- _Document extract_:
■ ■ ■
# IS this the ultimate loft?? or what



## Rafael/PR (Sep 8, 2008)

was checking on loft on you-tube and ran into this , this guy has it all! 
click to watch http://www.youtube.com/watch?v=tZWYJhWr_-c&feature=related


----------



## orock (Mar 28, 2011)

Rafael/PR said:


> was checking on loft on you-tube and ran into this , this guy has it all!
> click to watch http://www.youtube.com/watch?v=tZWYJhWr_-c&feature=related


If I hit the lottery,My loft will be like that but for now I will just keep dreaming.


----------



## NayNay (Mar 16, 2011)

Wow- that is quite a set up!


----------



## horseart4u (Jun 16, 2011)

WOW that wasn't a loft but a PIGEON MANSION if you aske they all had their own suites


----------



## Print Tippler (May 18, 2011)

filled with poop and 1 square inch wire.


----------



## Msfreebird (Sep 23, 2007)
■ ■ ■
- _Goals_:
A - In the pigeon loft thread, transcribe the passage between "## Rafael/PR (Sep" and "(Mar 28, 2011)", inclusive.
B - List every username that appears in a post header in the pigeon loft thread.

- _Information shown_:
■ ■ ■
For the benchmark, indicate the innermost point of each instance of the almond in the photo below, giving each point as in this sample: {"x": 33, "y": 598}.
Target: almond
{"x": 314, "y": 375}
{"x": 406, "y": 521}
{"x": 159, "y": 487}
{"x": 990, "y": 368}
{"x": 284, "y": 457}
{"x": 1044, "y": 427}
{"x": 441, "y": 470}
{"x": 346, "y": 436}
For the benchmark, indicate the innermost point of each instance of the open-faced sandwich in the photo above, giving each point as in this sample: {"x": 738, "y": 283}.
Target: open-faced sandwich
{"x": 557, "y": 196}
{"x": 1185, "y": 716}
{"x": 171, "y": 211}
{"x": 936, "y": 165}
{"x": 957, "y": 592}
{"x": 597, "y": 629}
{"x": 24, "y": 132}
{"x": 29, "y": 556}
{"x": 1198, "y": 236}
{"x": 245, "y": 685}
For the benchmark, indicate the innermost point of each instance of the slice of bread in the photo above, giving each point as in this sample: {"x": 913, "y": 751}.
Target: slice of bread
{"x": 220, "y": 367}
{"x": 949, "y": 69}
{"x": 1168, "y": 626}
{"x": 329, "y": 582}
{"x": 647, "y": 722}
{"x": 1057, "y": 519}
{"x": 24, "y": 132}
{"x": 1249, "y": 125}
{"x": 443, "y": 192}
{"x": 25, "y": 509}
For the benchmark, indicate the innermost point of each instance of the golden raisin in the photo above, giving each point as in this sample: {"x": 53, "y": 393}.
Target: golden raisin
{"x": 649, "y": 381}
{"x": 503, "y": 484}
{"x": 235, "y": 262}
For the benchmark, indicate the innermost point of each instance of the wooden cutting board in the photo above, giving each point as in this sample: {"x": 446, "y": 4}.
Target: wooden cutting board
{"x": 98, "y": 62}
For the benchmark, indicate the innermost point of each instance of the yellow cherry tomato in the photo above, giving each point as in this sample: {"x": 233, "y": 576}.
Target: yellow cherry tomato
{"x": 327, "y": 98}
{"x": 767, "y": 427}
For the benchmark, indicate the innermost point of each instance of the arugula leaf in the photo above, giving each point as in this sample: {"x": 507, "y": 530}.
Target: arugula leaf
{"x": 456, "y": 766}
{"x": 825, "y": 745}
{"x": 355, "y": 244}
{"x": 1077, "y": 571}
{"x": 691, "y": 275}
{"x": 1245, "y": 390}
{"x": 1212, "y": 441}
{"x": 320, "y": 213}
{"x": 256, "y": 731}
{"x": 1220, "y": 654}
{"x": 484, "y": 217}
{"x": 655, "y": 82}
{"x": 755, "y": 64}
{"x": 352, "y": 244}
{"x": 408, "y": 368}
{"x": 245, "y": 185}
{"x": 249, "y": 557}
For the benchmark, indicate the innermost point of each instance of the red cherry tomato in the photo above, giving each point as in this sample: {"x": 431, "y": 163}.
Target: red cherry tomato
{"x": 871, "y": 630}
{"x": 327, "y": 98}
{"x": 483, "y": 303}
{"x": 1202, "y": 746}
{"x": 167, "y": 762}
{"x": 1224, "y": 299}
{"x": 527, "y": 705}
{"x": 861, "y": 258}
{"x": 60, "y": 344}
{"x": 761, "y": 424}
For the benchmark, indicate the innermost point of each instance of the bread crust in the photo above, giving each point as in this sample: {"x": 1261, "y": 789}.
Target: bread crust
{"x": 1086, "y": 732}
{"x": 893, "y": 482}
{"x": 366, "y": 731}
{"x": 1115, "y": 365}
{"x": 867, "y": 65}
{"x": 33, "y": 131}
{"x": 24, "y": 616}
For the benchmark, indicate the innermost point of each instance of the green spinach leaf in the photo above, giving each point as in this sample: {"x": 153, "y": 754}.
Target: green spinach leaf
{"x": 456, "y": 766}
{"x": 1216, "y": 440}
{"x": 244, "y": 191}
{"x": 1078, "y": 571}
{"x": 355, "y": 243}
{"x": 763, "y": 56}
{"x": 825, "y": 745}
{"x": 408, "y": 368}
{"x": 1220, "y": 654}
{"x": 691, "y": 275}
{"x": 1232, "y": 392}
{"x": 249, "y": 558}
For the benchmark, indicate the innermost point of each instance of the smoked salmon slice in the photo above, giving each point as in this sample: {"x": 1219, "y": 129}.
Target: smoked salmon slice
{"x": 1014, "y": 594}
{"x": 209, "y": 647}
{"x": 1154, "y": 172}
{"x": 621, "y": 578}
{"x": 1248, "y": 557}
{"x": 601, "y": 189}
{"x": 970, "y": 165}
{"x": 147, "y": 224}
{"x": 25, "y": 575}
■ ■ ■
- _Task-by-task results_:
A -
## Rafael/PR (Sep 8, 2008)

was checking on loft on you-tube and ran into this , this guy has it all! 
click to watch http://www.youtube.com/watch?v=tZWYJhWr_-c&feature=related


----------



## orock (Mar 28, 2011)

B -
Rafael/PR
orock
NayNay
horseart4u
Print Tippler
Msfreebird